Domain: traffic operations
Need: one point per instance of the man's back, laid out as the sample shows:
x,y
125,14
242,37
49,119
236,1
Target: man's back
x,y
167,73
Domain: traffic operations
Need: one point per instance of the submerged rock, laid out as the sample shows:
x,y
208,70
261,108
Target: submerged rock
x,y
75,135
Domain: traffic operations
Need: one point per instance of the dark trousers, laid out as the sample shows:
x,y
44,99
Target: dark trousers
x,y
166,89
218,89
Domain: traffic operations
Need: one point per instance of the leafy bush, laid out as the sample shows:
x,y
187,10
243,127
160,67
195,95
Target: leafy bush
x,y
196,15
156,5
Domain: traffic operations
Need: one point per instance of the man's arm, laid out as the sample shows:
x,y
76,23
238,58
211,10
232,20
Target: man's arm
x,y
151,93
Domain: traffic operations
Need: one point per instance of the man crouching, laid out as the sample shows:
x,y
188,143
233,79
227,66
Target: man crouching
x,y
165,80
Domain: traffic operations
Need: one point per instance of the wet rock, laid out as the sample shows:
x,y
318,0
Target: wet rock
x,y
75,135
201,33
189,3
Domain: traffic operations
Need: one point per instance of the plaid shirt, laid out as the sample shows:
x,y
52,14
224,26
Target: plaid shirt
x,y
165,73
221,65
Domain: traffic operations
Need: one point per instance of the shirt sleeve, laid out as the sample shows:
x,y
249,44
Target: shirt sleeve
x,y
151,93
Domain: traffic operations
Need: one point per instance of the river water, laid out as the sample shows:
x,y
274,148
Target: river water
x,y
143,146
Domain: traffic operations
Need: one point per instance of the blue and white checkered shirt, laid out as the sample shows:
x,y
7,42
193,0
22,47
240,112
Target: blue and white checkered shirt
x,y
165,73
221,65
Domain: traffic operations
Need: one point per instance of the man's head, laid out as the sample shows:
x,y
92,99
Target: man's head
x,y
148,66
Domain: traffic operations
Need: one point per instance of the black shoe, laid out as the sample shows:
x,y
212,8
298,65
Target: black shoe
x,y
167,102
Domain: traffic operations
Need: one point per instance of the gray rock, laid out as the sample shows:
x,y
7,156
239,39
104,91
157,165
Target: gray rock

= = = =

- [Given exercise]: Copy every line of the material, please, keeping it exactly the same.

- [Response]:
Domain: traffic operations
Need: one point per instance of the man's back, laid out as the sample shows:
x,y
125,14
242,37
49,119
236,1
Target: man's back
x,y
167,73
Domain: traffic operations
Need: one point per instance of the submerged rock, laid out as the sample shows:
x,y
208,70
261,108
Target: submerged rock
x,y
75,135
Domain: traffic operations
Need: one point per instance of the dark trousers, laid out as the sample shows:
x,y
44,99
Target: dark trousers
x,y
166,89
218,89
Domain: traffic operations
Need: one point per instance of the leafy bush, laid out as the sample shows:
x,y
187,10
243,127
160,67
195,95
Target: leafy bush
x,y
196,15
156,5
Domain: traffic operations
Need: one point per instance of the man's arm, laid out as the sample shows:
x,y
76,23
238,58
211,10
232,20
Target: man's arm
x,y
151,93
Domain: traffic operations
Need: one point per instance of the man crouching, laid out as the sample shows:
x,y
188,143
233,79
227,66
Target: man crouching
x,y
165,80
Domain: traffic operations
Need: one point per instance of the wet rock, laid out as the sample shows:
x,y
318,0
Target: wet rock
x,y
75,135
201,33
189,3
Domain: traffic operations
Need: one point per instance of the plaid shirt, laid out as the sample shows:
x,y
52,14
224,26
Target: plaid shirt
x,y
165,73
221,65
Domain: traffic operations
Need: one point per instance of the shirt sleeve, laid out as the sample shows:
x,y
249,44
Target: shirt sleeve
x,y
151,93
Domain: traffic operations
Need: one point per instance of the river water, laid out as the sample shows:
x,y
274,148
Target: river water
x,y
143,146
Domain: traffic operations
Need: one point per instance of the blue and white checkered shirt, laid out as the sample shows:
x,y
7,42
193,0
22,47
240,112
Target: blue and white checkered shirt
x,y
165,73
221,65
Domain: traffic operations
Need: one point per instance of the man's head, laid out as the sample shows:
x,y
92,99
Target: man's head
x,y
148,66
Domain: traffic operations
Need: one point per instance of the black shoe, laid out as the sample shows:
x,y
212,8
298,65
Target: black shoe
x,y
167,102
Domain: traffic operations
Need: one point per instance of the gray rock, laid out as the sample shows:
x,y
7,156
239,39
104,91
157,165
Target: gray rock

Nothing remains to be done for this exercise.